(Pointing dataset records)
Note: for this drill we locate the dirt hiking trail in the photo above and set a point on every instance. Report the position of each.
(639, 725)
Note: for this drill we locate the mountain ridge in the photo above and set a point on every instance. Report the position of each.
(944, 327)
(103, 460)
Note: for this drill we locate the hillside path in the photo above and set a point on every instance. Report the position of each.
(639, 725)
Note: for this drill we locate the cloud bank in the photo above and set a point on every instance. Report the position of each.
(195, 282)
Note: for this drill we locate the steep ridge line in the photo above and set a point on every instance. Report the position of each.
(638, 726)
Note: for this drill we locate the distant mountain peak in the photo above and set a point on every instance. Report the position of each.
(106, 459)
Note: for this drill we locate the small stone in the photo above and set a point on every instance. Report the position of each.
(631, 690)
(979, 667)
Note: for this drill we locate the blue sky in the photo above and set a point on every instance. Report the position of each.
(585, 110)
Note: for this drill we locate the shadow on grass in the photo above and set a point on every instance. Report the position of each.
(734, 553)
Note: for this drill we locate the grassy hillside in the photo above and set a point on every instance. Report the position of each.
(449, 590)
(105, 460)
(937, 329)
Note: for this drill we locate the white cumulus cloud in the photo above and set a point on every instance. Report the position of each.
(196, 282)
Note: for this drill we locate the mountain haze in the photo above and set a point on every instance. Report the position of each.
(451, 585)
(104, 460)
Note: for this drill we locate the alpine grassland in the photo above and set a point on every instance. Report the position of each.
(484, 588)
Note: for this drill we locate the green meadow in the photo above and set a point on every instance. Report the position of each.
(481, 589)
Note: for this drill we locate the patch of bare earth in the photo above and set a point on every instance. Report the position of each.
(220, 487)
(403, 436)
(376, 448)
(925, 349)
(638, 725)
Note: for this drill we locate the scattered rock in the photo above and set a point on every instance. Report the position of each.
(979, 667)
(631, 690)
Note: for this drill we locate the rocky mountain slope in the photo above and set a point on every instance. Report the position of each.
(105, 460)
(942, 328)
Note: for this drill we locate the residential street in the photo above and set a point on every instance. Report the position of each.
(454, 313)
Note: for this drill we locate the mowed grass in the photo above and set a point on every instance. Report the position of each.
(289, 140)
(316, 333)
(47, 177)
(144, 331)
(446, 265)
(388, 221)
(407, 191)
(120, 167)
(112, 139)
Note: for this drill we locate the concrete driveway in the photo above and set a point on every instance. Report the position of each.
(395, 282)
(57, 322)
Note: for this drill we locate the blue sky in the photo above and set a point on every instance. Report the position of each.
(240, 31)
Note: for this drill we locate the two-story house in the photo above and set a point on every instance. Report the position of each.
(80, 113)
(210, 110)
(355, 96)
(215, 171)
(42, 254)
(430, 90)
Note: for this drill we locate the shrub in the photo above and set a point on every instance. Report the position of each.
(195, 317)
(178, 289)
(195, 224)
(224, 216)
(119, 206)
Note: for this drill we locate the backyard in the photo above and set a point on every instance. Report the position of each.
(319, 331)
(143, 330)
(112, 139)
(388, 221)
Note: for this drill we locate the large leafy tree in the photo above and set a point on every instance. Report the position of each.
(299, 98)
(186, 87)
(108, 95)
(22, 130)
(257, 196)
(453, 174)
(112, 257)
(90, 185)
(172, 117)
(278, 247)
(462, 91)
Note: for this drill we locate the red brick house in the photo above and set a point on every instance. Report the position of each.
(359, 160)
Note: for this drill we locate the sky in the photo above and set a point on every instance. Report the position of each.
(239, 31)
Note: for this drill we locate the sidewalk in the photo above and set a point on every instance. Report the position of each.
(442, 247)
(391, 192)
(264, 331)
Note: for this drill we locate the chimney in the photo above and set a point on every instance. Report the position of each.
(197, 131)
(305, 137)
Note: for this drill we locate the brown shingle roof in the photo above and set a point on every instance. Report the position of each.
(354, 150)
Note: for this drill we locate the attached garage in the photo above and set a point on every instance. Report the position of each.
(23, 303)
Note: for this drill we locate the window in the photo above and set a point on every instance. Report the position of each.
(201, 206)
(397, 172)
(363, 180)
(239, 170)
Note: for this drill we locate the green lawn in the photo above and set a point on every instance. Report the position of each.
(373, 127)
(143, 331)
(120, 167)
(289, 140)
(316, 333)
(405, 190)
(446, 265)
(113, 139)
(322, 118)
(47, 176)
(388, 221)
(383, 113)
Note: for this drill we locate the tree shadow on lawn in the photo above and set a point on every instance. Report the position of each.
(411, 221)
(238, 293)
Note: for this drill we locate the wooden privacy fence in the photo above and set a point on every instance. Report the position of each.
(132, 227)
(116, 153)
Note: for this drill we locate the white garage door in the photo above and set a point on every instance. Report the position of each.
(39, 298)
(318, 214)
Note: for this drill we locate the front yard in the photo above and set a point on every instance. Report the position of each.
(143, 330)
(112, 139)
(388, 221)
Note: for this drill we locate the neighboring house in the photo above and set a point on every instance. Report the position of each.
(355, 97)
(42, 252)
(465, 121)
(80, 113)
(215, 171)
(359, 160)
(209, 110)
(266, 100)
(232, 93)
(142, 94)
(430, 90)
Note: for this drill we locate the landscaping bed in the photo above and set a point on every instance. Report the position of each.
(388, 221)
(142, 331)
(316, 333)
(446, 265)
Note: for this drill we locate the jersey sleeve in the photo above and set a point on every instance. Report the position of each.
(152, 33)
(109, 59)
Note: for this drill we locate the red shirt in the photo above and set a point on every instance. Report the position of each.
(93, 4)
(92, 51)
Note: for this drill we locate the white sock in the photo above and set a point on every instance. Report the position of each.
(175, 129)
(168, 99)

...

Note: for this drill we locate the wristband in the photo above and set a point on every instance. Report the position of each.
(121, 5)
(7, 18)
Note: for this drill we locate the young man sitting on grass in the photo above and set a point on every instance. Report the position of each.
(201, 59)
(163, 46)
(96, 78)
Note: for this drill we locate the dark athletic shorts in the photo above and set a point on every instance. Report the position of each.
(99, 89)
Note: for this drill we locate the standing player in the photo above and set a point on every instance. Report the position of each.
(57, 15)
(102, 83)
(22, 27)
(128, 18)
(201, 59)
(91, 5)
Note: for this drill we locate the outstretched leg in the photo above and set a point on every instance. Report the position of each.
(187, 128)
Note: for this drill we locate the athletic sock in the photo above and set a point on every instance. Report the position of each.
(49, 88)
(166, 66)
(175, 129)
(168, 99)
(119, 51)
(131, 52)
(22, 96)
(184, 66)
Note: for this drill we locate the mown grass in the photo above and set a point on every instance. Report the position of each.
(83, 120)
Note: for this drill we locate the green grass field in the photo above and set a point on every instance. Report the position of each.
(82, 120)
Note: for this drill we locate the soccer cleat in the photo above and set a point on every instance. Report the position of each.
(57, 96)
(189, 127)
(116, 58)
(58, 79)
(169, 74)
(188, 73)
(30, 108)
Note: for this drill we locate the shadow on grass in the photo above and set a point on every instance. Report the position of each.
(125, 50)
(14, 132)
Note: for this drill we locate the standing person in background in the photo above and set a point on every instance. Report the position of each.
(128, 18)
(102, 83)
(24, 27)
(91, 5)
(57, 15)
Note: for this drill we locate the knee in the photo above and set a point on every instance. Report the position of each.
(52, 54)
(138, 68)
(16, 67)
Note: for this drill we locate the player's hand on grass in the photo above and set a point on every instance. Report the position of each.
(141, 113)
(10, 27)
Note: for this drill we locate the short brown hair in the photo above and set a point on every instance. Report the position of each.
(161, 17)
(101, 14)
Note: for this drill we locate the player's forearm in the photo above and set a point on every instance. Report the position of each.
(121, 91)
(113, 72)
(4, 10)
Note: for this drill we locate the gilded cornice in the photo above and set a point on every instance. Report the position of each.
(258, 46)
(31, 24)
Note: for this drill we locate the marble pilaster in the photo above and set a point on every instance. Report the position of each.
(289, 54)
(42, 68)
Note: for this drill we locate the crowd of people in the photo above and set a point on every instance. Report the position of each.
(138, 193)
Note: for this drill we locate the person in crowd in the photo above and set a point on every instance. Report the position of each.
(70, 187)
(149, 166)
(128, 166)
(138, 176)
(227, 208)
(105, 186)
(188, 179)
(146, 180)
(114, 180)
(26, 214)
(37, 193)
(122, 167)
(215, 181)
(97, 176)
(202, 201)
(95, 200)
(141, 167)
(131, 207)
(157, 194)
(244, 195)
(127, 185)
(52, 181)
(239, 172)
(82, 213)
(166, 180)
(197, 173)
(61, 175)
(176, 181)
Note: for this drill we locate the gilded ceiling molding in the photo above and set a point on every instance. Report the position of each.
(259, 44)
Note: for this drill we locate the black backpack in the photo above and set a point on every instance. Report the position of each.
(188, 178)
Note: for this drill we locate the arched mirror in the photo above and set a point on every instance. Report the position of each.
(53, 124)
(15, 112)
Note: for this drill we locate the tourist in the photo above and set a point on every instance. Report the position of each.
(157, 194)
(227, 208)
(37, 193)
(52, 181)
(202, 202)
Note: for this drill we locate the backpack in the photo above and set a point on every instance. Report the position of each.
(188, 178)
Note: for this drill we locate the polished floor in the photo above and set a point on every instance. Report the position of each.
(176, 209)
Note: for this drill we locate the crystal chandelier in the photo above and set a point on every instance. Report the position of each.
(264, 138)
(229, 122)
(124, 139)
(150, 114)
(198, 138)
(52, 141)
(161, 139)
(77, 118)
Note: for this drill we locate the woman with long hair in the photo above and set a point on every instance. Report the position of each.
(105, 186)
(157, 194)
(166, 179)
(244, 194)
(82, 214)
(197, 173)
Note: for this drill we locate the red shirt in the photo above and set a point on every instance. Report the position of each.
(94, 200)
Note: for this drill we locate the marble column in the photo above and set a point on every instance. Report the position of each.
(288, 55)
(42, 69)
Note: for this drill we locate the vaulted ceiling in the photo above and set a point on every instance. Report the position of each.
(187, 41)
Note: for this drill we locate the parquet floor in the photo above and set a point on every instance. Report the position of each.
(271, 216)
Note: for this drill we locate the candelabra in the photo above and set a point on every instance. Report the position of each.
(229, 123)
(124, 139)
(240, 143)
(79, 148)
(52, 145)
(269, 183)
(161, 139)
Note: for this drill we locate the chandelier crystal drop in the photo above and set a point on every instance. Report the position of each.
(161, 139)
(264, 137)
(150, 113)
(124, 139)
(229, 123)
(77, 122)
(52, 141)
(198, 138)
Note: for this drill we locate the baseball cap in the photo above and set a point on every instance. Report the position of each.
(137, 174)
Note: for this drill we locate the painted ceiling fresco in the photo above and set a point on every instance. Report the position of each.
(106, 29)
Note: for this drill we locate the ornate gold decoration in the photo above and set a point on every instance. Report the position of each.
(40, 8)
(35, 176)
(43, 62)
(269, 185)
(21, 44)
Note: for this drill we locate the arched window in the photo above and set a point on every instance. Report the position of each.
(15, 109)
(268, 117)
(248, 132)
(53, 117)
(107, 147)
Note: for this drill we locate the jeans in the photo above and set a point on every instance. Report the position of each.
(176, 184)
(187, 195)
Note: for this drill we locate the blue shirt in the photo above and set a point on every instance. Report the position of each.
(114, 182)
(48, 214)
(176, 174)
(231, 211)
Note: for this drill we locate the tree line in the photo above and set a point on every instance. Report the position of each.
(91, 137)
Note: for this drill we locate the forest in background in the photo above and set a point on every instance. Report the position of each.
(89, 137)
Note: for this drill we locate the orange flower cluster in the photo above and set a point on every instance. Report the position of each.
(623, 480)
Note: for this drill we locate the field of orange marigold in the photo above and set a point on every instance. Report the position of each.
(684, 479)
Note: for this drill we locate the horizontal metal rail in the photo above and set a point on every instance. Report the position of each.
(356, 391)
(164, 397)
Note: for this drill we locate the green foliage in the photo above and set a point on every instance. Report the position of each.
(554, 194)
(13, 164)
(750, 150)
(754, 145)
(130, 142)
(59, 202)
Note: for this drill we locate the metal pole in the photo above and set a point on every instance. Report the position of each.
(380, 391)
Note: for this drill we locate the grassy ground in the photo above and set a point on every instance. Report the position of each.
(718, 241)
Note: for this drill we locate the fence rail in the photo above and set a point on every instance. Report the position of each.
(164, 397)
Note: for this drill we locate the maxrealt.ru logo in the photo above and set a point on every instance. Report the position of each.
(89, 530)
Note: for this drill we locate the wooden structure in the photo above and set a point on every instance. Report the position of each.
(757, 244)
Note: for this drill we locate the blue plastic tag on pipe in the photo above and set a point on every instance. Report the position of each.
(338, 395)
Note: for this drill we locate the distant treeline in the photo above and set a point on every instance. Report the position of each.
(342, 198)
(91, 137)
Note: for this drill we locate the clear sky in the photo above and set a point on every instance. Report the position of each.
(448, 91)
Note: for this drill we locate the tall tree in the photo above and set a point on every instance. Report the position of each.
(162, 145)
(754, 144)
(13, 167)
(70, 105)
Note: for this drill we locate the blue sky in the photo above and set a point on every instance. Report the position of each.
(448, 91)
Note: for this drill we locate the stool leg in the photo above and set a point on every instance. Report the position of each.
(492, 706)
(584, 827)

» EXERCISE DETAILS: Pull out every line above that contains the word "marble", treating uppercase and lowercase as different.

» CORRECT RESULT:
Note: for this drill we locate the marble pilaster in the photo above and set a point on every instance. Report the position of each.
Note: for this drill we locate the marble column in the photo above and set a point on every instance. Report the position of each.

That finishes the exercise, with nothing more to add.